* INPUT ROWS

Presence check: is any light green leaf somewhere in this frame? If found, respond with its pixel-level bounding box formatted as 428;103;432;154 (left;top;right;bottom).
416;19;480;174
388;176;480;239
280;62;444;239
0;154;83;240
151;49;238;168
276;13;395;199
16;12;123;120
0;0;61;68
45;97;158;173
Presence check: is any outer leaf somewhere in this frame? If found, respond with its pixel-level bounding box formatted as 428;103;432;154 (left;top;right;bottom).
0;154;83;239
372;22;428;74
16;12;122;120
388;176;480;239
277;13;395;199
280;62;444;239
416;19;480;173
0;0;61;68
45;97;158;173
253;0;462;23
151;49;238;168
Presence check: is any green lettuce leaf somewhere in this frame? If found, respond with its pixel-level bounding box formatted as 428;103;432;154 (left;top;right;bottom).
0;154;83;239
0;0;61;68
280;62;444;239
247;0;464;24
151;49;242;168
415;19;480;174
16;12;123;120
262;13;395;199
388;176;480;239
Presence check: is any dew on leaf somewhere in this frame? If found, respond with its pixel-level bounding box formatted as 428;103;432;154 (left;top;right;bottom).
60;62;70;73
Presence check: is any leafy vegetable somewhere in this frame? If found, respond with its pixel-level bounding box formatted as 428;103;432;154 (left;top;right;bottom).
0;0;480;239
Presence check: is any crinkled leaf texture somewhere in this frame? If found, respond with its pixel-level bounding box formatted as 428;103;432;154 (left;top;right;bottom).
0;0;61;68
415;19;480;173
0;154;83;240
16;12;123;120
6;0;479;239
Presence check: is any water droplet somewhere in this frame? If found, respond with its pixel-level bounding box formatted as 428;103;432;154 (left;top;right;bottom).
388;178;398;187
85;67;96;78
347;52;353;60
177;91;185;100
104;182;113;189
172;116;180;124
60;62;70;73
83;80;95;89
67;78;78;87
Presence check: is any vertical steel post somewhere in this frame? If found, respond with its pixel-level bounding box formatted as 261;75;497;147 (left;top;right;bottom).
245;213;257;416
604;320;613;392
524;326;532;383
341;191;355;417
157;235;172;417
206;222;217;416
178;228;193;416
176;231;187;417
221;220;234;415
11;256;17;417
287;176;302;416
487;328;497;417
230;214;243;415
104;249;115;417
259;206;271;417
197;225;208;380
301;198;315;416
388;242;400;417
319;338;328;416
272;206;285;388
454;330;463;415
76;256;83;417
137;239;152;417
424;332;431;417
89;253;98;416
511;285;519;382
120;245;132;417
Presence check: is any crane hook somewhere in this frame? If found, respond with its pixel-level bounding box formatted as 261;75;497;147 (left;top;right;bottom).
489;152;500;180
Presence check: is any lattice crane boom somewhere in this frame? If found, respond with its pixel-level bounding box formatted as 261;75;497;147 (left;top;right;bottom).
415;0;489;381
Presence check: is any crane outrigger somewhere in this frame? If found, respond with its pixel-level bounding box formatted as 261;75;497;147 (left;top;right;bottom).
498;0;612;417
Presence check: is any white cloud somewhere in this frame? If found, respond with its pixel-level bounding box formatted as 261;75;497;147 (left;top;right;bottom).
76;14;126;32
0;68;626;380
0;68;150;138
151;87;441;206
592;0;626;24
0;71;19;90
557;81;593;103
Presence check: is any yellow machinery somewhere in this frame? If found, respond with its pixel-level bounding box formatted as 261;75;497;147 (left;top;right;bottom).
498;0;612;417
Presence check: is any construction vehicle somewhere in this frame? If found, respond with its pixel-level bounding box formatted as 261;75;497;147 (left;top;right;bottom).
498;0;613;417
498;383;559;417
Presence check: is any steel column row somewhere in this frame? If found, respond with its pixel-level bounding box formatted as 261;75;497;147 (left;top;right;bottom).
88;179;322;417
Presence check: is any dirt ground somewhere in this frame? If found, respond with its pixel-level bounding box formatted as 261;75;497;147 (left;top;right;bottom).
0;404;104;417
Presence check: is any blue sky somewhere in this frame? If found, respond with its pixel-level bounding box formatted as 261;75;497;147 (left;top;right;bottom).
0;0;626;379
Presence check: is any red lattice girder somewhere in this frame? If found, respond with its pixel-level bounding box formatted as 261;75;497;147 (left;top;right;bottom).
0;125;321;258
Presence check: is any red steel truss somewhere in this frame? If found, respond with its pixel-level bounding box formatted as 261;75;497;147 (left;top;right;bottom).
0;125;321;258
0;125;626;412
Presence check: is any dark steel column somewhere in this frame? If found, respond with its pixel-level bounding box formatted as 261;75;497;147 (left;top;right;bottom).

* THE REQUEST
Rewrite all of the material above as a numbered list, one line per item, and leave out any blank lines.

* WRITTEN ANSWER
1. Presence check: is any light green leaf somewhere in this frame? If found, respond with its pixel-level bounding box formatted as 428;103;432;154 (left;top;right;bottom).
2. 416;19;480;174
3. 388;176;480;239
4. 280;62;444;239
5. 0;154;83;240
6. 151;49;238;168
7. 276;13;395;199
8. 16;12;123;120
9. 0;0;61;68
10. 45;97;158;173
11. Presence check: is any outer leaf somewhere in this frame? If found, respond with its pixel-level bounding box formatted as 428;103;432;154 (left;top;right;bottom).
12. 0;154;83;239
13. 372;22;428;74
14. 16;12;122;120
15. 388;176;480;239
16. 277;13;395;199
17. 280;62;444;239
18. 416;19;480;173
19. 0;0;61;68
20. 45;97;158;173
21. 253;0;462;23
22. 151;49;238;168
23. Presence check: is any green lettuce leaf somewhere in this frame? If found, respond with its pixel-level bounding box formatted as 428;103;432;154 (left;top;right;bottom).
24. 0;154;83;239
25. 0;0;61;68
26. 280;62;444;239
27. 247;0;464;24
28. 151;49;242;168
29. 415;19;480;174
30. 16;12;123;120
31. 262;13;395;199
32. 388;176;480;239
33. Presence check: is any dew on leaf somewhere in this frame? If found, respond with its pixel-level bounding box formatted as 428;103;432;154 (left;top;right;bottom).
34. 60;62;70;73
35. Presence check: is any leafy vegetable somewhere in this frame? If found, respond with its pixel-level bounding box formatted as 428;103;432;154 (left;top;right;bottom).
36. 0;0;480;239
37. Presence check: is any crinkled leaf texture somewhere in this frame? If found, respond with its pixel-level bounding box formatted as 428;103;432;154 (left;top;right;bottom).
38. 0;0;61;68
39. 415;19;480;173
40. 0;154;83;240
41. 16;12;123;120
42. 6;0;479;239
43. Presence check: is any water droplet somewhere in this frame? If found, respond with its pixel-level bounding box formatted as 428;103;432;154 (left;top;right;bottom).
44. 388;178;398;187
45. 85;67;96;78
46. 347;52;353;60
47. 177;91;185;100
48. 104;182;113;189
49. 172;116;180;124
50. 60;62;70;73
51. 83;80;95;89
52. 67;78;78;87
53. Presence check: is any vertical steel post somewhere in this frame? If found, respond with its pixel-level bounding box formatted as 261;75;497;147 (left;top;right;bottom).
54. 245;213;257;416
55. 604;320;613;392
56. 524;326;532;383
57. 341;191;355;417
58. 157;235;172;417
59. 206;222;217;416
60. 178;228;193;416
61. 176;231;187;417
62. 221;220;234;415
63. 11;256;17;417
64. 287;176;302;416
65. 487;328;497;417
66. 230;214;243;415
67. 104;249;115;417
68. 259;206;271;417
69. 197;225;208;380
70. 301;198;315;416
71. 388;242;400;417
72. 319;338;328;416
73. 272;206;285;388
74. 454;330;463;415
75. 76;256;83;417
76. 137;239;152;417
77. 424;332;431;417
78. 89;253;98;416
79. 511;285;519;382
80. 120;245;132;417
81. Presence check: is any crane hook somewhere in this frame? If found, respond with its pixel-level bounding box formatted as 261;75;497;147 (left;top;right;bottom).
82. 489;152;500;180
83. Presence check: is any lattice crane boom somewhere in this frame? If found, respond with its pixel-level bounding box formatted as 261;75;497;147 (left;top;right;bottom).
84. 415;0;489;381
85. Presence check: is any crane outrigger somewhere in this frame? If found, respond with its pixel-level bounding box formatted as 261;75;497;147 (left;top;right;bottom).
86. 498;0;612;417
87. Presence check: is any white cloud somewhere in this frame? If found, respond with its pixel-level bounding box formatted as 261;75;497;147 (left;top;right;bottom).
88. 76;14;126;32
89. 0;68;626;380
90. 0;68;150;138
91. 151;87;441;206
92. 592;0;626;24
93. 0;71;19;90
94. 557;81;593;103
95. Presence check: is any yellow machinery somewhere in this frame? If found, respond with its pixel-level bounding box formatted as 261;75;497;147 (left;top;right;bottom).
96. 498;0;612;417
97. Presence check: is any construction vehicle somewhere in this frame? If found, respond with its pixel-level bounding box formatted as 261;75;497;147 (left;top;right;bottom).
98. 498;0;613;417
99. 498;383;559;417
100. Presence check: is any steel column row somewhere in this frame? If found, respond with its pixel-level bounding box formatted as 261;75;497;147 (left;top;right;bottom).
101. 88;179;322;417
102. Presence check: is any dirt ground somewhere in this frame? If found, respond with its pixel-level bounding box formatted as 261;75;497;147 (left;top;right;bottom).
103. 0;404;104;417
104. Presence check: is any blue sky somewhere in this frame? If found, respond with its pixel-level bounding box formatted as 261;75;497;147 (left;top;right;bottom).
105. 0;0;626;379
106. Presence check: is any red lattice girder somewhere in this frame? If found, respond with its pixel-level bounding box formatted as 261;75;497;147 (left;top;right;bottom).
107. 0;125;321;258
108. Presence check: is any red steel truss somewhere in this frame? If found, respond with its pixel-level bounding box formatted as 261;75;497;147 (left;top;right;bottom).
109. 0;125;321;258
110. 0;125;626;412
111. Presence check: is any dark steel column somewhere in this frame? If found, respond with its pixel-level bounding box formatted as 261;75;497;147 (left;top;right;bottom).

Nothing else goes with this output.